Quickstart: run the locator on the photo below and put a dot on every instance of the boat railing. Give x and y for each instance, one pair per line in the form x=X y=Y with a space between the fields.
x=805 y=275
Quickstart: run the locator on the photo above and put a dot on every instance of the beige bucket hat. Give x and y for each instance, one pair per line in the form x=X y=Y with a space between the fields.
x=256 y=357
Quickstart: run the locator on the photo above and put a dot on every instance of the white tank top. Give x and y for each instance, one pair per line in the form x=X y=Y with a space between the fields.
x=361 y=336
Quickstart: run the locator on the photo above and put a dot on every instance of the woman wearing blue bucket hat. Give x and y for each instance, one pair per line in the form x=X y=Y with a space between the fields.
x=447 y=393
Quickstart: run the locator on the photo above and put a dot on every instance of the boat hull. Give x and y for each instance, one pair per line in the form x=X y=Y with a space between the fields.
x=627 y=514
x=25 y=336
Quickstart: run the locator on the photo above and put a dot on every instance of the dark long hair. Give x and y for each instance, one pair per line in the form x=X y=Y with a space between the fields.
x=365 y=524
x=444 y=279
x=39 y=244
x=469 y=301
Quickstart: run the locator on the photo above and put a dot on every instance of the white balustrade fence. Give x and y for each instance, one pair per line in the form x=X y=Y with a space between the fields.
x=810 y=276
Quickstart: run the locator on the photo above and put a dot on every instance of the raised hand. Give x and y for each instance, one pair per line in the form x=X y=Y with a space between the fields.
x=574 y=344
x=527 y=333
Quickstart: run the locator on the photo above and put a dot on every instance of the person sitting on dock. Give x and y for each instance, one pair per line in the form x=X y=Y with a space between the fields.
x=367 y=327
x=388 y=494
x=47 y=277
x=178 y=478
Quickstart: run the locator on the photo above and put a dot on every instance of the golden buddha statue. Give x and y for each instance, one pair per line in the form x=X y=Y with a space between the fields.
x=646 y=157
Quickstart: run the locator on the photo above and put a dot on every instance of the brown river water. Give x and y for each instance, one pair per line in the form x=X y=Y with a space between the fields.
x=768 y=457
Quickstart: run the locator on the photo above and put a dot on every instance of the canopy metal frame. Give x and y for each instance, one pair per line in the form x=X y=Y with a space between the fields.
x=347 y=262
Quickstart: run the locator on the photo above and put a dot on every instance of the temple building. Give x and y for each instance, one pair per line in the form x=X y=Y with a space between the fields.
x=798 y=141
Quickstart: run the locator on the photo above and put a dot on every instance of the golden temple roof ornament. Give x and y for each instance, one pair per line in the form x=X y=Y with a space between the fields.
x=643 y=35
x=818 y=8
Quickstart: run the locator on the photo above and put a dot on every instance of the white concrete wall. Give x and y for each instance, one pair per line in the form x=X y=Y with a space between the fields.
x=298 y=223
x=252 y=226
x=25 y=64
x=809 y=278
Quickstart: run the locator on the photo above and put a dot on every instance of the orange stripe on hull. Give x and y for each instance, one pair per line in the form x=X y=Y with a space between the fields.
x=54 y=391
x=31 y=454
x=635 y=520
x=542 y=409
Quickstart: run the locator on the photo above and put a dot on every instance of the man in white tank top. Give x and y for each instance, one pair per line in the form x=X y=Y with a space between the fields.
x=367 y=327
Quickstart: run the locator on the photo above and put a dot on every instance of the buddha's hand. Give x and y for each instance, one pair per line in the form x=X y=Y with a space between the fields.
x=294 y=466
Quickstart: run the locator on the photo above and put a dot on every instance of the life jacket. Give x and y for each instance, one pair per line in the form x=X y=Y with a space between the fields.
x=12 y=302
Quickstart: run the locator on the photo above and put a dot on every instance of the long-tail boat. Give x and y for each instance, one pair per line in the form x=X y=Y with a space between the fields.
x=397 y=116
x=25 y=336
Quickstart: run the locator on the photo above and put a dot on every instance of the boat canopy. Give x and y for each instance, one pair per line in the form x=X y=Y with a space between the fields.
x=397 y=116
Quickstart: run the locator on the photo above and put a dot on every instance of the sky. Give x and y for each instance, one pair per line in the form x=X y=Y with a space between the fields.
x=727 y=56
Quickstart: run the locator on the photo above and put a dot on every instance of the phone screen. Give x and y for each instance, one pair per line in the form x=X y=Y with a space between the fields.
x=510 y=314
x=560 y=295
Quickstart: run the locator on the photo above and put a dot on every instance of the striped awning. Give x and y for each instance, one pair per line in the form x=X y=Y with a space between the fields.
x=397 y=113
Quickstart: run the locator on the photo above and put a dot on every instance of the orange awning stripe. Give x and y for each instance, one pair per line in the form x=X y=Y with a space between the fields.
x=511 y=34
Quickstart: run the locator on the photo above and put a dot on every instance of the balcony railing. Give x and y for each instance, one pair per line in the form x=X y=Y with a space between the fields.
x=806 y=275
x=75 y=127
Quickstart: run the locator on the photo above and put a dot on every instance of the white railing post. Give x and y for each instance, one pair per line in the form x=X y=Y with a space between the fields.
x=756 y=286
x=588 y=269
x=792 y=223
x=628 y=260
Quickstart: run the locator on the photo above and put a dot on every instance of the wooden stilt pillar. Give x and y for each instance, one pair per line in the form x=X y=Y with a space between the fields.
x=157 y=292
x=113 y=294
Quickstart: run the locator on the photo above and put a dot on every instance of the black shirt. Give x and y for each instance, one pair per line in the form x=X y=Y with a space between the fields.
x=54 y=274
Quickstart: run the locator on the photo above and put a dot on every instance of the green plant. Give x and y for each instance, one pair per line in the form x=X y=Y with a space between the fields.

Direction: Please output the items from the line containing "of the phone" through the last line of the items as a Markdown table with the columns No and Line. Give each nonblank line its own row and number the rows in order.

Response below:
| No | Line |
|---|---|
| 1 | Quickstart: run the locator on the photo above and put a dot on every instance of the phone screen. Give x and y for each instance, one pair per line in the form x=X y=Y with a space between the fields. |
| 2 | x=510 y=314 |
| 3 | x=560 y=295 |
| 4 | Quickstart: run the locator on the photo above and put a dot on every instance of the striped awning. Give x and y for each instance, one pair per line in the form x=X y=Y with a space between the fields. |
| 5 | x=397 y=113 |
| 6 | Quickstart: run the locator on the photo above and put a dot on every instance of the orange awning stripe. Give x and y for each instance, one pair per line in the form x=X y=Y with a space between the fields. |
| 7 | x=511 y=34 |
| 8 | Quickstart: run the locator on the photo above and put a dot on every instance of the balcony railing. Give x and y for each instance, one pair per line in the form x=X y=Y with a space between the fields. |
| 9 | x=806 y=275 |
| 10 | x=75 y=127 |
| 11 | Quickstart: run the locator on the photo above and put a dot on every instance of the white railing post. Give x and y for each instance, one pair per line in the form x=X y=Y with a space between the fields. |
| 12 | x=756 y=286 |
| 13 | x=588 y=269 |
| 14 | x=792 y=223 |
| 15 | x=628 y=260 |
| 16 | Quickstart: run the locator on the photo above and put a dot on every instance of the wooden stilt pillar. Give x and y for each instance, one pair per line in the form x=X y=Y with a space between the fields. |
| 17 | x=157 y=292 |
| 18 | x=113 y=294 |
| 19 | Quickstart: run the locator on the photo above and put a dot on every instance of the black shirt. Give x and y for each instance, one pair per line in the form x=X y=Y with a space between the fields. |
| 20 | x=54 y=274 |
| 21 | Quickstart: run the locator on the photo above and put a dot on every instance of the green plant. Give x and y for each instance, one pair per line in the form x=X y=Y with a space between the fields. |